◆ Directions: Exactly the lines from the one that holds "[mark] the iron" to the end of the data below: retype these and nothing else.

[Records from a data collection]
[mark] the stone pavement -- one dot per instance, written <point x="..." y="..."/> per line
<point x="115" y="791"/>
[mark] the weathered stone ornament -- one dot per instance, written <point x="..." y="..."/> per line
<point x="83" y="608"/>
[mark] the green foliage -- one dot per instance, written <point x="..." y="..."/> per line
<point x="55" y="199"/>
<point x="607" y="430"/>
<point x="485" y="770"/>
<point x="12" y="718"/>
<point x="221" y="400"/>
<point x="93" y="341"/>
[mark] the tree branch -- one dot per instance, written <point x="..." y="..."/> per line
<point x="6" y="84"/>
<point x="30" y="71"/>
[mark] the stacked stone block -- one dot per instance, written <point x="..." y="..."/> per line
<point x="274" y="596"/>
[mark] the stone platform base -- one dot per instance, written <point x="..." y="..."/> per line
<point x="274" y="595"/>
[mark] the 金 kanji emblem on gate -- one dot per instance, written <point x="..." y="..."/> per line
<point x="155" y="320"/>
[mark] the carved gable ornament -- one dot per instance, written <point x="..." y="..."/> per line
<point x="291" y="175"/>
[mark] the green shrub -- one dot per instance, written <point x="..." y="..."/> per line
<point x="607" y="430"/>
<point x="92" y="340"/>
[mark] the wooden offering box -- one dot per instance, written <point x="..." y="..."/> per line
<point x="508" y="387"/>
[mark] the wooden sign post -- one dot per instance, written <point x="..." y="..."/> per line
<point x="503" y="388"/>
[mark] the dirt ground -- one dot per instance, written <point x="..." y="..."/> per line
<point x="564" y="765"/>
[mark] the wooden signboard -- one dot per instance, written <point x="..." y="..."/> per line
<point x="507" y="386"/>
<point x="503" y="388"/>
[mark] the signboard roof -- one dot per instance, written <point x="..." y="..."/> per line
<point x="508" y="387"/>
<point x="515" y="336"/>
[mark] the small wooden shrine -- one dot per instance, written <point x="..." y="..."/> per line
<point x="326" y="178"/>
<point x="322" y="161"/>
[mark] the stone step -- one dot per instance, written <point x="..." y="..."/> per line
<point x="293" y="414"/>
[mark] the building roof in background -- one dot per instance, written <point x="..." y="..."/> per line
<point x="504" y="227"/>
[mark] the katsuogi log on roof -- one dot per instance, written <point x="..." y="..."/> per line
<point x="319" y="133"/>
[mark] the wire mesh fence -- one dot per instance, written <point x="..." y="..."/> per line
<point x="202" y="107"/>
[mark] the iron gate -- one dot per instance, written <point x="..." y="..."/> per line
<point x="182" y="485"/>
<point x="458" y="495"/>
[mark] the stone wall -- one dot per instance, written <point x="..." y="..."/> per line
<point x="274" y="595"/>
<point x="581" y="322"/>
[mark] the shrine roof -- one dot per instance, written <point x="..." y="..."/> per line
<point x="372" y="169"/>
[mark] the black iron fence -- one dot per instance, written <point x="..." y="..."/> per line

◆ Exercise solution:
[mark] the iron gate -- one dot per instance, written <point x="..." y="..."/> per line
<point x="182" y="485"/>
<point x="458" y="495"/>
[mark] the stone wall -- one dot per instance, written <point x="..." y="..."/> per line
<point x="274" y="595"/>
<point x="581" y="322"/>
[mark] the shrine roof -- one dot per instance, written <point x="..." y="..."/> per line
<point x="372" y="169"/>
[mark] the black iron fence -- one dot per instance, written <point x="..." y="..."/> per line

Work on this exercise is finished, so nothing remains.